§ **Exercise objective**
Please reproduce the following records exactly, with nothing omitted.

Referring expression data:

————————

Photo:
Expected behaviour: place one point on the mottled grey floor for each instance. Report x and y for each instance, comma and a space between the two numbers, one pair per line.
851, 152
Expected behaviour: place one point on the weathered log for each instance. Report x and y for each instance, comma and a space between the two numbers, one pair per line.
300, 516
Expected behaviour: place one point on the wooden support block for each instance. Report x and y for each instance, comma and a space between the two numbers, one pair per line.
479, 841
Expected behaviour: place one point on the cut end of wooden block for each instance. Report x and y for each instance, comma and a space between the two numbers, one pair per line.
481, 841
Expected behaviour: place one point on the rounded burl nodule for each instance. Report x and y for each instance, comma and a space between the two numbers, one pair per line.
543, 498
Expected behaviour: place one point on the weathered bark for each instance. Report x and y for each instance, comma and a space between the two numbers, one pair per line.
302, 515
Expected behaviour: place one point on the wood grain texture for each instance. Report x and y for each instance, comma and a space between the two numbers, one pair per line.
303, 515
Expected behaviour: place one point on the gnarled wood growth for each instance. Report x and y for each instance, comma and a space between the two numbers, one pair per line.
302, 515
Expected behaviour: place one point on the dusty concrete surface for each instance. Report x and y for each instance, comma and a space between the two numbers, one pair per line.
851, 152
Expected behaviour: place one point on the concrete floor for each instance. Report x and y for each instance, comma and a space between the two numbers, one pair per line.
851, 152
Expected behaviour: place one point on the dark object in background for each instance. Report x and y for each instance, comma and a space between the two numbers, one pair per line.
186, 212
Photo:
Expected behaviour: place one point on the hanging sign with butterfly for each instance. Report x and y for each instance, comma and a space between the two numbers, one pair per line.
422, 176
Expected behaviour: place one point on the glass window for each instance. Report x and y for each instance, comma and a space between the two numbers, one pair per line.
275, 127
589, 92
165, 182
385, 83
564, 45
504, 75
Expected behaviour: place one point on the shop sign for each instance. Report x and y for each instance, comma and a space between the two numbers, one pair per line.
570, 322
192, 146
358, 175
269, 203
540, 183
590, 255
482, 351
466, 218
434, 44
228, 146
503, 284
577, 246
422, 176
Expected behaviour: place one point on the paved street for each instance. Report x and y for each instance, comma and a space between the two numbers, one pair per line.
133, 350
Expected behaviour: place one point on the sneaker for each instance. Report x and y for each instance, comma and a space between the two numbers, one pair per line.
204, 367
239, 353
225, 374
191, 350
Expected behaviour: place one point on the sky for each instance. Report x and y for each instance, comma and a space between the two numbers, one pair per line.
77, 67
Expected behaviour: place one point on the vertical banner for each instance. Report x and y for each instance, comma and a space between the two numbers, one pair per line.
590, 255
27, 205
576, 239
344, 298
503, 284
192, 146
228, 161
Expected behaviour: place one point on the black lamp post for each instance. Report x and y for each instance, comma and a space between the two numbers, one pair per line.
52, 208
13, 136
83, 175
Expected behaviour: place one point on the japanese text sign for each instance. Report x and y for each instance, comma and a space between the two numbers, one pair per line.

————————

§ **Completed task**
Photo:
Expected behaviour: place one point on the mottled grey floor for each instance. Report x and y for each instance, comma and a space between the two numbers, one pair per line.
851, 152
Expected behaviour: place one point on the weathered log for each instance. Report x and y for each instance, comma and a space between the two numbers, one pair per line.
300, 516
Expected behaviour: place one point on the wooden support block for each instance. Report x and y for each instance, comma and a space between the two numbers, one pair per line.
479, 841
Expected behaviour: place one point on the cut end of wooden block for each instance. Report x and y for each instance, comma and a space between the two numbers, one pair per line.
481, 841
Expected behaviour: place one point on the rounded burl nodule for each instance. Report x and y for each instance, comma and a space between the two numbers, one pair per line.
543, 498
Expected behaviour: place one point on the weathered bark for each instance. Report x and y for each instance, comma and a space between the two numbers, one pair per line.
302, 515
Expected behaviour: place one point on the wood grain texture for each instance. Report x and y for each instance, comma and a space between the two numbers, one pair per line.
303, 515
Expected behaviour: place one point on the gnarled wood growth for each instance. Report x and y for each instance, comma and a space between the two numbers, one pair per line.
302, 515
Expected behaviour: place one point on the dusty concrete surface for each instance. Report x and y for each instance, comma and a space between the two numbers, one pair per line.
851, 152
Expected behaviour: place one point on the concrete floor for each instance. Report x and y for each instance, comma and a space between the two numbers, one pair per line.
851, 152
Expected behaviour: place one point on the dark object in background for each instance. Report x and y for each instance, comma and a space between the two numbers, one pair per line.
186, 212
Photo:
Expected behaviour: place one point on the hanging sign with butterfly for each instance. Report x and y for each instance, comma and a space between the two numbers, one pair per line.
422, 176
Expected behaviour: place one point on the glass window for each instance. Report x and y for each instance, comma and a space between the two numbers, one pair per line.
275, 127
589, 92
165, 182
385, 83
564, 45
504, 75
Expected behaviour: place one point on the shop sign for each instance. Report x and y for each instance, comma and a space between the two numbers, one pair per line.
570, 322
192, 146
358, 175
269, 203
540, 183
590, 255
482, 351
466, 218
434, 44
228, 146
503, 284
577, 246
422, 176
Expected behaviour: place one point on the paved street for each instance. Report x and y for each instance, comma and a space between the two numbers, one pair per line.
133, 350
Expected behaviour: place one point on the sneaker for each instance. Report x and y for each instance, comma and a space between the two numbers, one pair per line.
204, 367
239, 353
225, 374
191, 350
Expected behaviour: place one point on the sky for each instance. Report x and y for each instance, comma and a space between the two numbers, one pair per line.
77, 67
Expected behaviour: place one point on the vertical banner for each instance. Report x and y for each instance, comma and a space between the two numbers, one pair per line.
590, 255
27, 205
576, 239
344, 298
503, 284
192, 146
228, 161
Expected behaviour: place one point on the black lamp post for each instance. Report x and y for each instance, comma and a space between the two numbers, one pair per line.
52, 208
13, 136
83, 175
Expected behaviour: place one point on the japanese text sign for each instance. Report x and y for each instance, comma and a space between the two numbers, one pair per line.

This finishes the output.